Les tribuns n’ont pas de peine à arrêter l’élection d’un candidat qui sollicite de ce ton. Ils le piquent en plein sénat, ils lui reprochent son discours sur le blé. À l’instant, il le répète et l’aggrave. Une fois lâché, ni danger ni prière ne le retient. « Son cœur est dans sa bouche. Il oublie qu’il ait jamais entendu le nom de la mort. » Il invective contre le peuple, contre les tribuns, magistrats de la rue, adulateurs de la canaille. « Assez ! lui crie Ménénius. — Oui, assez et trop ! disent les tribuns. — Trop ! Prenez ceci encore, et que tout ce par quoi on peut jurer, divin ou humain, scelle ce que je vais dire : Abolissez cette magistrature ; arrachez cette langue de la multitude. Qu’ils ne lèchent plus le miel qui est leur poison. Jetez leur pouvoir dans la poussière. » Le tribun crie trahison et veut le saisir.

+ + + + + + +

PROBLÈME À RÉSOUDRE:
Recopiez le passage de l'extrait qui commence aux mots « Les tribuns n’ont » et s'arrête après « veut le saisir. », en changeant « blé » en « grain ».

DONNÉES FOURNIES:
+ + + + + + +

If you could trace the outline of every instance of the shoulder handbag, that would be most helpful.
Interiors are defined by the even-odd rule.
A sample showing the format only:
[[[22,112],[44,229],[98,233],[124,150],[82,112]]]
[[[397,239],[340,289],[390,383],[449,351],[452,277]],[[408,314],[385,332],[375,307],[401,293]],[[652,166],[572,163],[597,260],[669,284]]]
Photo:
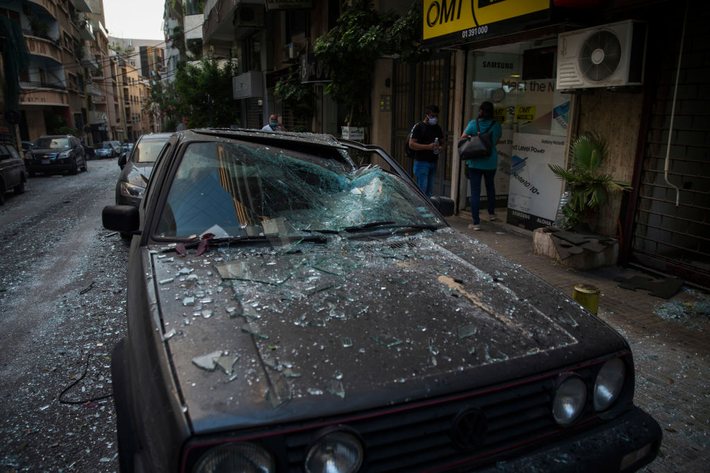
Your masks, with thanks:
[[[459,141],[459,157],[462,161],[479,160],[491,155],[493,151],[493,133],[491,133],[491,128],[495,123],[495,121],[492,122],[488,129],[482,132],[479,119],[476,119],[476,128],[479,133]]]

+ + + + + + +

SOLUTION PROPOSÉE:
Les tribuns n’ont pas de peine à arrêter l’élection d’un candidat qui sollicite de ce ton. Ils le piquent en plein sénat, ils lui reprochent son discours sur le grain. À l’instant, il le répète et l’aggrave. Une fois lâché, ni danger ni prière ne le retient. « Son cœur est dans sa bouche. Il oublie qu’il ait jamais entendu le nom de la mort. » Il invective contre le peuple, contre les tribuns, magistrats de la rue, adulateurs de la canaille. « Assez ! lui crie Ménénius. — Oui, assez et trop ! disent les tribuns. — Trop ! Prenez ceci encore, et que tout ce par quoi on peut jurer, divin ou humain, scelle ce que je vais dire : Abolissez cette magistrature ; arrachez cette langue de la multitude. Qu’ils ne lèchent plus le miel qui est leur poison. Jetez leur pouvoir dans la poussière. » Le tribun crie trahison et veut le saisir.